** Begin LISTED ENTRIES **

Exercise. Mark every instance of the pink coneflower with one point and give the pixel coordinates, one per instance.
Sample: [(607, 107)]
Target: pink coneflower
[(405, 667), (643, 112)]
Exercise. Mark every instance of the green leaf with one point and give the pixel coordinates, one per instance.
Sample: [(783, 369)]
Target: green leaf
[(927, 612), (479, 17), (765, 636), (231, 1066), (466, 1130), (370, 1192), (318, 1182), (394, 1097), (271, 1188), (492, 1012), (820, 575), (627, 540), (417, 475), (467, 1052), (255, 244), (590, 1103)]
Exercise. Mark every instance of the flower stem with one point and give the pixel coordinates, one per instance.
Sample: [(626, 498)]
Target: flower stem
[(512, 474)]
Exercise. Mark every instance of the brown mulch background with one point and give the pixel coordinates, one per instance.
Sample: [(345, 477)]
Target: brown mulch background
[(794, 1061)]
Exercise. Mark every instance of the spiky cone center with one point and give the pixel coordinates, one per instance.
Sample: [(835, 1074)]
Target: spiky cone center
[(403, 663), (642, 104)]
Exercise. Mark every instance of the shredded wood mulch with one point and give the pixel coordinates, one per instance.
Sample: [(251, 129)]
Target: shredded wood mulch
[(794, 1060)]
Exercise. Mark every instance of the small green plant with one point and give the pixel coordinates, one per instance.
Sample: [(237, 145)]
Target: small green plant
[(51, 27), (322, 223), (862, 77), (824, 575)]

** End LISTED ENTRIES **
** Begin LISTED ENTRIES **

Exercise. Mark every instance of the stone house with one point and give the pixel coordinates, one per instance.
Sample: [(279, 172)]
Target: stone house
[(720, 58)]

** End LISTED ENTRIES **
** Begin LISTED ENTRIES **

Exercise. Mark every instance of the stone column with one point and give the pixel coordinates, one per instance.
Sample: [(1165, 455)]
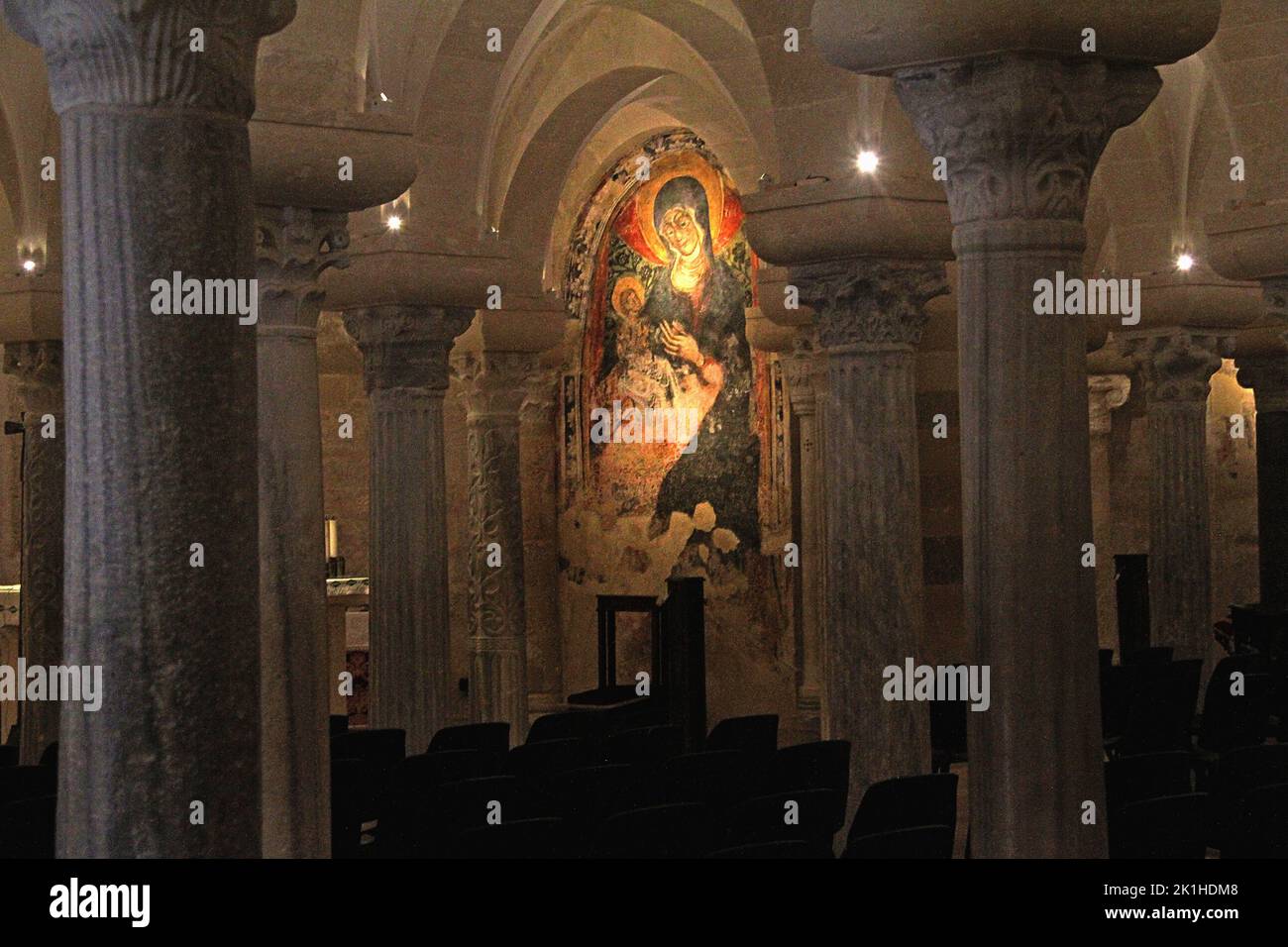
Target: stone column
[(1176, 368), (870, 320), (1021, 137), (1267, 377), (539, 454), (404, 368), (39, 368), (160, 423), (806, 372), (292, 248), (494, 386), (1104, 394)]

** End LISTED ENTRIES **

_WHAT YOU NEED TO DO_:
Give as a JSON list of strings, one string per line with blank lines omitted, the rows that begin with the line containing "Exercise. Mark every instance of the pink" and end with the line containing "[(405, 667), (643, 112)]", both included.

_RESPONSE TO THIS TASK_:
[
  "Exercise. Mark every instance of the pink coneflower with one point and give the pixel coordinates, one per instance.",
  "Sample: [(607, 107)]",
  "Target: pink coneflower",
  "[(405, 667), (643, 112)]"
]